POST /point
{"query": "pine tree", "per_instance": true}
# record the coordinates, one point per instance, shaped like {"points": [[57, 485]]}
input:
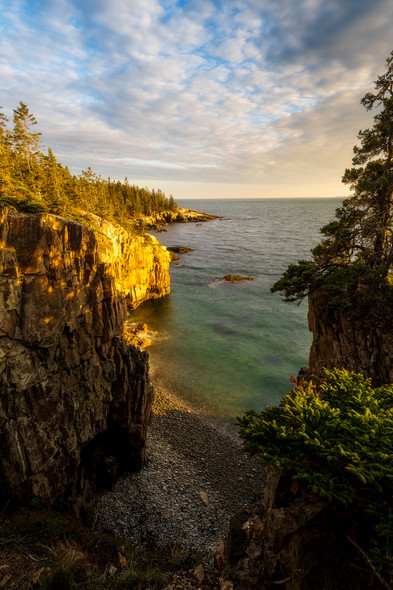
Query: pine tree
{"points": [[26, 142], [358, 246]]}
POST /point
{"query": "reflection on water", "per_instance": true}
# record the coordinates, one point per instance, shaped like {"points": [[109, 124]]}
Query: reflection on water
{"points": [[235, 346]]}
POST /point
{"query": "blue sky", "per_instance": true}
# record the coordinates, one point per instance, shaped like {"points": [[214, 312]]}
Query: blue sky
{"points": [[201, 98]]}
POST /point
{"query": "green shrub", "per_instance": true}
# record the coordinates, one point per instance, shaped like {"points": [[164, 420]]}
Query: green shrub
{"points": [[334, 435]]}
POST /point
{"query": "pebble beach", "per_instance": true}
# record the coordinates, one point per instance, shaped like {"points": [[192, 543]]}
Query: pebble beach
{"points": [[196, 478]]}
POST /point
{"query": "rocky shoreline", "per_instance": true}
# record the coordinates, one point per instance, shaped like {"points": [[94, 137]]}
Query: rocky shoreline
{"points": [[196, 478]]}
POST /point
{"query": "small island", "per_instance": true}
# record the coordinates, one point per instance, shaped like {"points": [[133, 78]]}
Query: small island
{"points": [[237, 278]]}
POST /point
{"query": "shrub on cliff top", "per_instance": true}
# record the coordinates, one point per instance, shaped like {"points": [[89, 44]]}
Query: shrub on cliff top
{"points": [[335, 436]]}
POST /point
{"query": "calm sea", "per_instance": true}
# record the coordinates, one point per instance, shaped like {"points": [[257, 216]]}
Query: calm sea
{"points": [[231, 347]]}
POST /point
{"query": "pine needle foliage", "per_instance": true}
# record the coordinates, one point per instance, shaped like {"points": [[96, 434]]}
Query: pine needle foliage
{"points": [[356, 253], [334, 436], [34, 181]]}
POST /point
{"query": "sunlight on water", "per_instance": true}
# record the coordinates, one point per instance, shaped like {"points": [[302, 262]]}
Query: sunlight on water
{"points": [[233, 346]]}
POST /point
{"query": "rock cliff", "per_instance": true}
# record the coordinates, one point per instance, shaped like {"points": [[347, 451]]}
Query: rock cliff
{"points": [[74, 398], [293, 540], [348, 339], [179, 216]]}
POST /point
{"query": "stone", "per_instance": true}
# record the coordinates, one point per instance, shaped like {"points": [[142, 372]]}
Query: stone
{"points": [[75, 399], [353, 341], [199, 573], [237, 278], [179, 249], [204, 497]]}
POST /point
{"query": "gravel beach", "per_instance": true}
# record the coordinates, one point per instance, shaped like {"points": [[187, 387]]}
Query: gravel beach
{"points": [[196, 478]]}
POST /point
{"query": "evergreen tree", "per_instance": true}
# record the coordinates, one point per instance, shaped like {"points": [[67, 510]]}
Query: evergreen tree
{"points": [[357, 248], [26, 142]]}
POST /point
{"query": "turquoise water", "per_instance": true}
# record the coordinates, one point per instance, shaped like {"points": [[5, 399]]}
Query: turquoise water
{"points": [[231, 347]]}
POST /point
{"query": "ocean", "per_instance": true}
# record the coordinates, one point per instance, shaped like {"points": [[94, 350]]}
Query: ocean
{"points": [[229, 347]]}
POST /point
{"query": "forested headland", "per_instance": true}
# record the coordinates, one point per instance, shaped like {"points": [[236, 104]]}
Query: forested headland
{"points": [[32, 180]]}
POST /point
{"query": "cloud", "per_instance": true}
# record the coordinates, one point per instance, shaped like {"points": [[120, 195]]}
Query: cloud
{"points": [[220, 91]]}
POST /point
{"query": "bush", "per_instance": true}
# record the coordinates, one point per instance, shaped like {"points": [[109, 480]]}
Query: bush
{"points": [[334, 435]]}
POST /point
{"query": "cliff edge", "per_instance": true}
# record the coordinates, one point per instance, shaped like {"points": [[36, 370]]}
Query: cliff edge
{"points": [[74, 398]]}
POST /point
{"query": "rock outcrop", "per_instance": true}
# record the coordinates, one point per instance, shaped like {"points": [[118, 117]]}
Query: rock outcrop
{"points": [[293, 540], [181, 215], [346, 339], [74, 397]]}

## Exercise
Find each line of the entries above that contains the word "forested" and copy those lines out in full.

## Exercise result
{"query": "forested headland", "per_instance": true}
Query: forested headland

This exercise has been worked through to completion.